─── Page extract ───

From: erayo@bilkent.edu.tr   
      
   Robert Bruce Carleton wrote in message news:<   
   10853d6$1@news.unimelb.edu.au>...   
   > I've been reading the "The Connection Machine" by Danny Hillis and as   
   > a result found the Teranex GAPP while researching SIMD programming.   
   > The GAPP is a geometric-arithmetic parallel processor that was   
   > patented by Lockheed Martin. It's now being used in video processing.   
   >   
   > I'm not in the AI field so my question might be kind of naive. Has   
   > any one looked at using the GAPP processor for AI work?   
   >   
   > I don't work for Teranex or one of their competitors. I'm a curious   
   > amateur that wonders if SIMD programming techniques are still being   
   > used in AI, or if it's been surpassed by other techniques or   
   > technologies.

───

Tasks to perform:
**1)** From the Usenet post about the GAPP, return the passage starting at "From: erayo@bilkent.edu.tr" and ending at "for AI work?".
**2)** According to the Usenet post about the GAPP, which company patented the GAPP?
**3)** Extend the Usenet post about the GAPP, picking up after its final sentence.

─── Raw records ───

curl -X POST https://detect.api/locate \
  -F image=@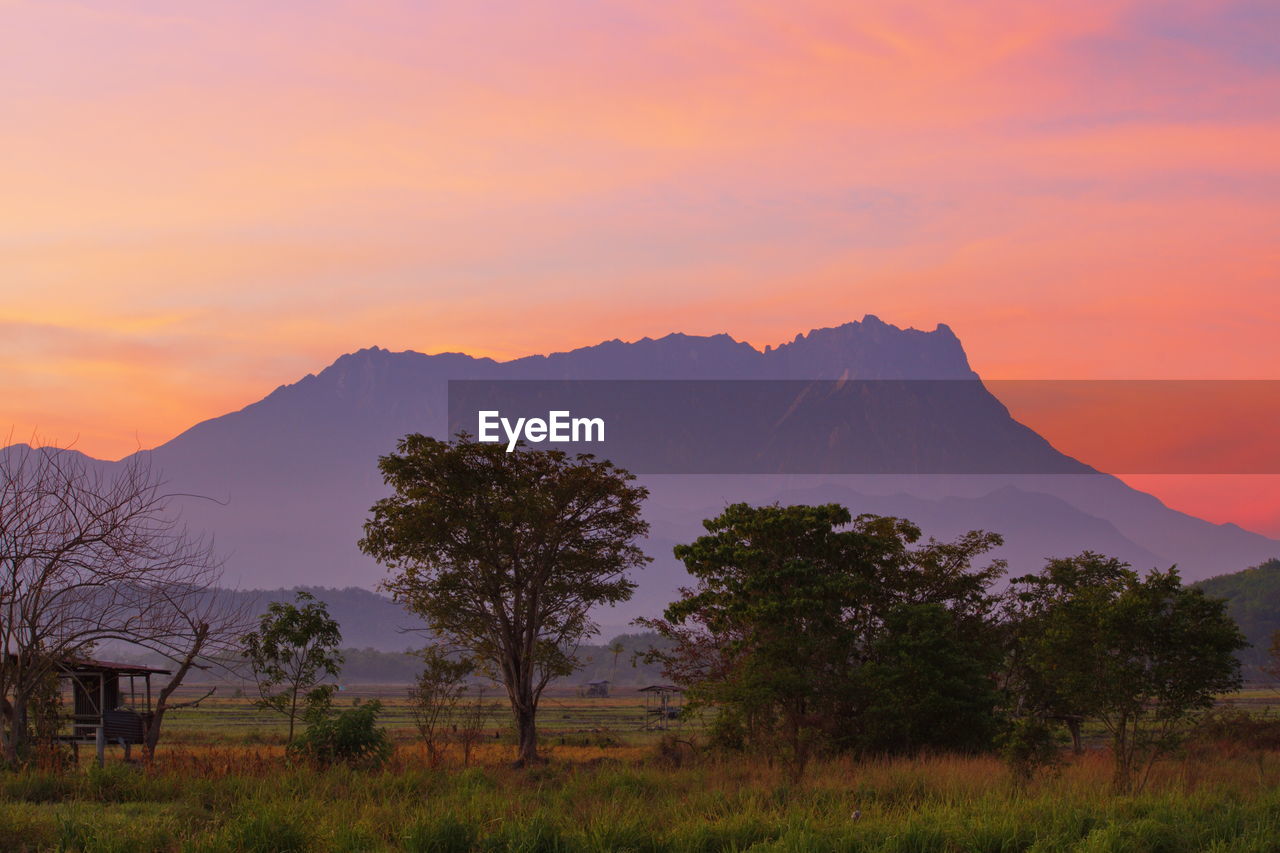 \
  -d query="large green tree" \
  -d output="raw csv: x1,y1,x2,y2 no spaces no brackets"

1011,552,1245,792
644,503,1002,775
360,434,649,763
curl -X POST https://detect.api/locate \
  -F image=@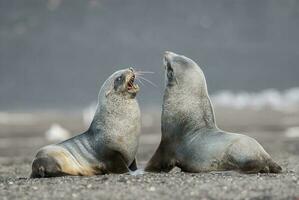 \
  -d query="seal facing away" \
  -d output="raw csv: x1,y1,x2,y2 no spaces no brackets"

145,52,281,173
31,68,141,178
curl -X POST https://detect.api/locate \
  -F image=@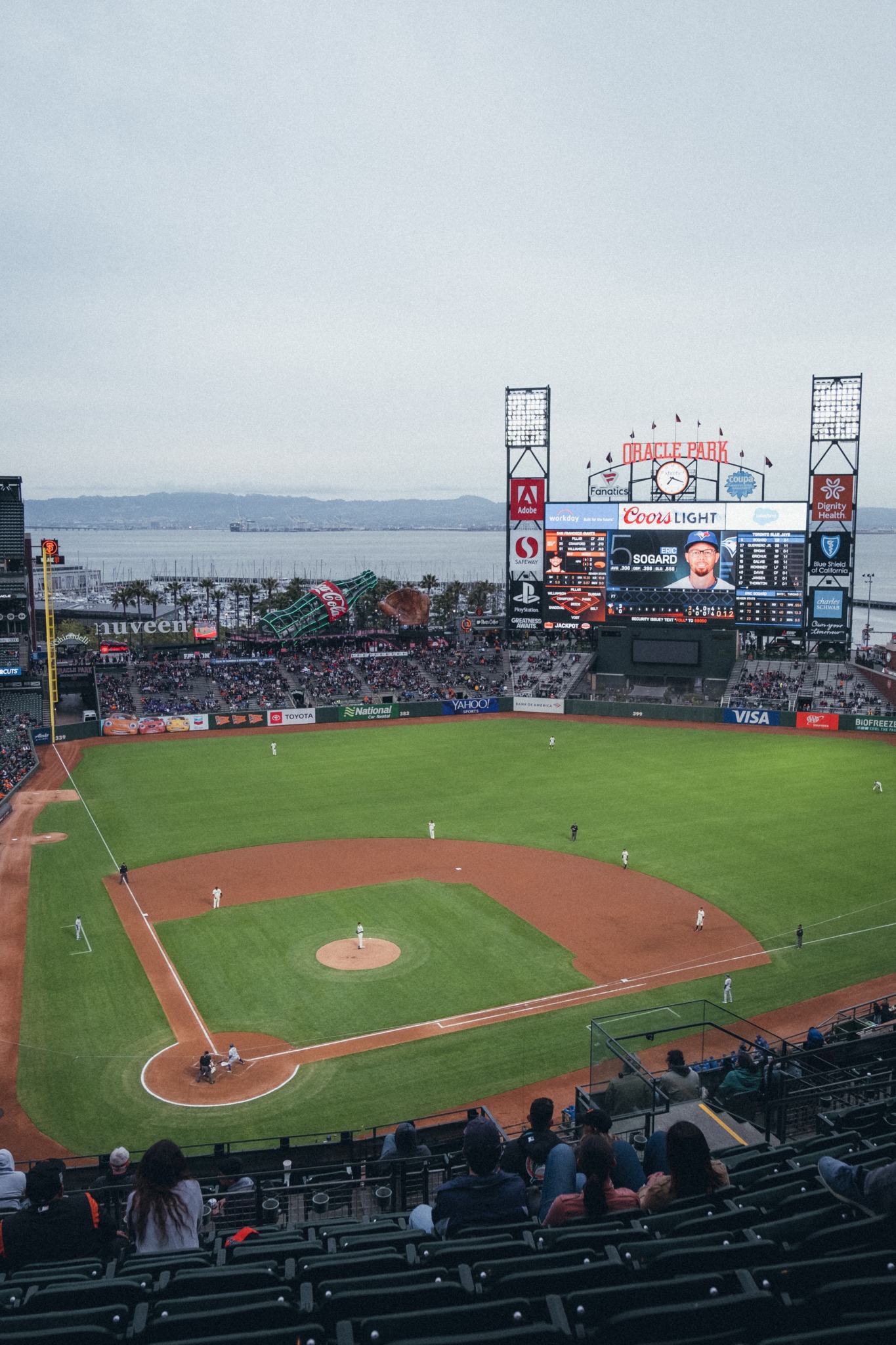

───

Responses for each task:
**1)**
From: erayo@bilkent.edu.tr   
      
   Robert Bruce Carleton wrote in message news:<   
   10853d6$1@news.unimelb.edu.au>...   
   > I've been reading the "The Connection Machine" by Danny Hillis and as   
   > a result found the Teranex GAPP while researching SIMD programming.   
   > The GAPP is a geometric-arithmetic parallel processor that was   
   > patented by Lockheed Martin. It's now being used in video processing.   
   >   
   > I'm not in the AI field so my question might be kind of naive. Has   
   > any one looked at using the GAPP processor for AI work?

**2)** Lockheed Martin

**3)**
   I think it is much more cost effective to use a Beowulf cluster for   
   parallel processing in general. However, as for SIMD, most   
   computationally heavy AI systems like evolutionary programming would   
   be better off using an MIMD architecture. The SIMD architecture is   
   excellent for vector operations and the like (and fitting for DSP work   
   perhaps), but I doubt it is useful for data mining, machine learning,   
   evolutionary programming, or any other subfield of AI that might   
   require huge processing power. In particular, data mining can greatly   
   benefit from parallel processing due to massive datasets, but the   
   task/data dependency is not adequately captured by SIMD model, even   
   for the most "straightforward" mining tasks (such as Association Rule   
   Mining, but mind you ARM is not straightforward at all!).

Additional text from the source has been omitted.